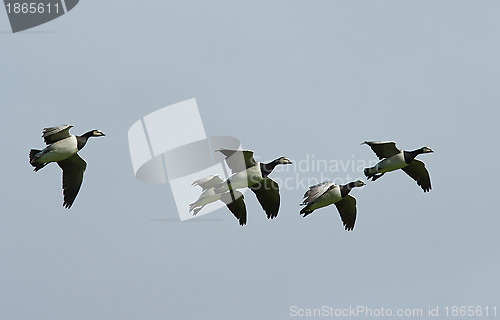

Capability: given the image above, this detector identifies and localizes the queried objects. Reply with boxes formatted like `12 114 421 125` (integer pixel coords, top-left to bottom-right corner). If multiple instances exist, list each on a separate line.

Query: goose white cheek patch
128 98 246 221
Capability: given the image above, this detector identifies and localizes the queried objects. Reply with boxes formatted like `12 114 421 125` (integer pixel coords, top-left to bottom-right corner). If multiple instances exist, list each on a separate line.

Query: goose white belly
220 165 263 192
375 152 408 173
37 136 78 163
306 186 342 211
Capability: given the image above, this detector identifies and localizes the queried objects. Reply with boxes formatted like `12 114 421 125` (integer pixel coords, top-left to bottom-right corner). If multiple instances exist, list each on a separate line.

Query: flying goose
214 149 292 219
189 175 247 225
300 180 366 231
29 125 105 208
362 141 433 192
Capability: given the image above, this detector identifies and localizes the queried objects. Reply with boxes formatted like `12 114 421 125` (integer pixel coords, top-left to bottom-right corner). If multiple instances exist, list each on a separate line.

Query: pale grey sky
1 1 499 319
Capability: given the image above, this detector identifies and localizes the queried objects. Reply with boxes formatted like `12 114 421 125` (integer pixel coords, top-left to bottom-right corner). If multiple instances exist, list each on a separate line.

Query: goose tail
189 202 204 216
364 167 384 181
300 205 314 217
29 149 46 172
363 167 375 177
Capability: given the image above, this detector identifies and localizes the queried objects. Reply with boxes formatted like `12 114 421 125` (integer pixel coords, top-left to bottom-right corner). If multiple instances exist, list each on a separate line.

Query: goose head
90 130 105 137
277 157 292 165
354 180 366 187
421 147 433 154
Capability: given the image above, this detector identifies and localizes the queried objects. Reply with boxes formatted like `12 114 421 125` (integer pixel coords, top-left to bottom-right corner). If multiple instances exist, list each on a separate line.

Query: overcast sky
1 1 499 319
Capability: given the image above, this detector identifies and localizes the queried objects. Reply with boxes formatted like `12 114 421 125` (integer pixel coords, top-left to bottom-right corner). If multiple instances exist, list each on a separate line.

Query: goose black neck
261 160 280 178
404 148 424 164
340 182 356 198
76 131 94 150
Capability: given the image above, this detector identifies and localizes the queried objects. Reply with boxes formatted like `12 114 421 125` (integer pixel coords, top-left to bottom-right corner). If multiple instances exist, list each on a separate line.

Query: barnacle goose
214 149 292 220
362 141 433 192
189 175 247 225
300 180 365 231
29 125 105 208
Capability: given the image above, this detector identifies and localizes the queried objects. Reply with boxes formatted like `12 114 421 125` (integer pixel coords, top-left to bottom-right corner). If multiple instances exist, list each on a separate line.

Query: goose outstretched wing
43 125 74 144
362 141 400 159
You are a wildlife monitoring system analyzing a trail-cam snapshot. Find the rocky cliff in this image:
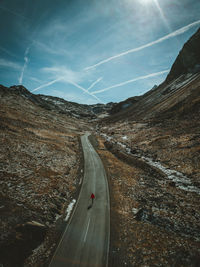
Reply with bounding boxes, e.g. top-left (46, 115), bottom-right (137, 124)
top-left (166, 27), bottom-right (200, 83)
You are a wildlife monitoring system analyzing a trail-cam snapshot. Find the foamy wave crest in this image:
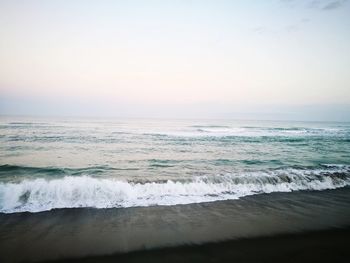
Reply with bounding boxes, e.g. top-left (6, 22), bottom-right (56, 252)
top-left (1, 166), bottom-right (349, 213)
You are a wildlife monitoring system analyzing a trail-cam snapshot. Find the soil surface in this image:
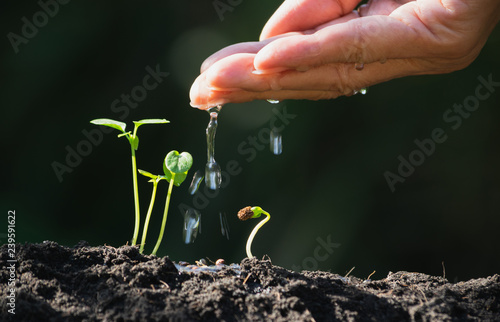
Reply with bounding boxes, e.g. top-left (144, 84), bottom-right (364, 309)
top-left (1, 241), bottom-right (499, 321)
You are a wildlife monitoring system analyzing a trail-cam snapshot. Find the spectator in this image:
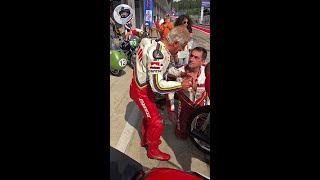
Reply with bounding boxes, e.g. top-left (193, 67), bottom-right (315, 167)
top-left (124, 20), bottom-right (132, 36)
top-left (174, 14), bottom-right (194, 66)
top-left (159, 15), bottom-right (174, 39)
top-left (110, 17), bottom-right (116, 38)
top-left (144, 23), bottom-right (150, 37)
top-left (155, 18), bottom-right (160, 29)
top-left (153, 18), bottom-right (161, 38)
top-left (113, 20), bottom-right (123, 40)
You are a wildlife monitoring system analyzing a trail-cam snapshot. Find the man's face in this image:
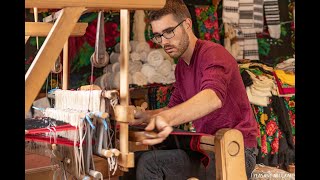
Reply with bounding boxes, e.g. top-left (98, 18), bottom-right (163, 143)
·····
### ACTIVITY
Write the data above out again exactly, every line of it, and exclude the pictures.

### RESULT BELOW
Capability: given the image above, this detector identifies and localizes the queried objects. Reply with boxes formatted like `12 114 421 125` (integer pixel coords, top-left to bottom-right corner). If multiple instances exist, list each on a separate line.

Query: goose white cheek patch
128 98 246 221
Capability: given the image above, this detector identifies and localizes the queried objects. Reply with boxes formatted like `12 114 421 125` (integer pixel coords, top-left to bottom-right corner). If multiple instances exist, list each on a separate line.

Query: goose white belly
220 165 263 192
375 152 408 173
37 136 78 163
306 186 342 211
Capability: given the image above, this detector identifies and localizes the queried objects. Reply with boxes formatted like `12 114 421 125` (integer pixel coords, top-left to bottom-right corner). If multiple instances exist, list each on a separate line.

Query: flying goose
214 149 292 219
189 175 247 225
300 180 366 231
29 125 105 208
362 141 433 192
Capability: given the image above, this detector identifies and localizes the queried objects. Reply with boxes formatted like `12 114 421 125` (integer pixel coords, top-left to bottom-right corner). If multiple instances exist, list each on a separate line.

Query: pale grey sky
1 1 499 319
Capability: given the image above, this detector identifies and localizes the queried objects. Reply with boxes formatted like `12 114 421 125` (integer pixel coords, top-left to bottom-right corner). If multiple instances exist, list each on a separate line.

Query: goose tail
189 202 204 216
364 167 384 181
300 205 314 217
29 149 46 172
363 167 375 177
Capability: given the image above, this detector identifies and localizes the queried objects. Reply with boxes formatted like `12 114 421 125` (integer pixel coords, top-left to bottom-right corner). If multiple instances exist, list each on a separate line.

Query: goose head
90 130 105 137
277 157 292 165
354 180 366 187
421 147 433 154
Capability: given the image above, this detector identifies and localizes the queried objects. Reply with boxes formatted like `12 114 421 125` (integer pixel coords, top-left to bottom-right corner). If multiple instances exist, list each on a separate line.

Query: overcast sky
1 1 499 319
Capability: given the image above, this detector identifies and localizes the queried objects. Reply with boxes formatted like `12 114 421 125` (integer pixel coords, top-left to bottom-right corner). If multiple instances exist, list each on a separate line.

Query: goose black neck
261 160 280 178
404 148 424 164
340 182 356 198
76 131 94 150
Capability: given the image above, this detector identifies and localizes the queried objects. Reply with boxes formatted like `12 114 421 125` (integer pixel coords, top-left to bottom-right corner). If multiple instances exist, list each on a separate line.

Query: barnacle goose
214 149 292 220
362 141 433 192
189 175 247 225
300 180 365 231
29 125 105 208
Capability: given the image above, this detector identifies and localizes the queried objects. Reply with boxes formatted like `12 114 421 125` (integer pixel coords, top-left to bottom-right corner). If multiple instances exist, list each on a separate line.

Query: goose outstretched wing
43 125 74 144
362 141 400 159
You are a wildlife monitoring system analyzing a trail-cam snapshot. Find the rocky cliff in this image:
Reply with bounding boxes, e.g. top-left (46, 115), bottom-right (137, 124)
top-left (166, 27), bottom-right (200, 83)
You are a wildlife monitoring system analyzing a trail-cam snapshot. Find the foamy wave crest in this image:
Reply with bounding boxes, e.g. top-left (6, 22), bottom-right (56, 252)
top-left (1, 166), bottom-right (349, 213)
You are a wildlife monitoring system analyzing a trail-cam snapshot. Find the soil surface in this image:
Reply with bounding boxes, e.g. top-left (144, 84), bottom-right (364, 309)
top-left (1, 241), bottom-right (499, 321)
You are a wildlife monitoring system analyzing a trail-cam snapshot. Find the spectator in this image:
Reply with bounding boxes, e.g. top-left (193, 67), bottom-right (315, 167)
top-left (124, 20), bottom-right (132, 36)
top-left (174, 14), bottom-right (194, 66)
top-left (159, 15), bottom-right (174, 39)
top-left (110, 17), bottom-right (116, 38)
top-left (144, 23), bottom-right (150, 37)
top-left (155, 18), bottom-right (160, 29)
top-left (153, 18), bottom-right (161, 38)
top-left (113, 20), bottom-right (123, 40)
You are a wildlife monitoring system analyzing a trail-cam snapshot. Find the man's face in this image:
Reply with bounding boxes, e.g. top-left (98, 18), bottom-right (163, 143)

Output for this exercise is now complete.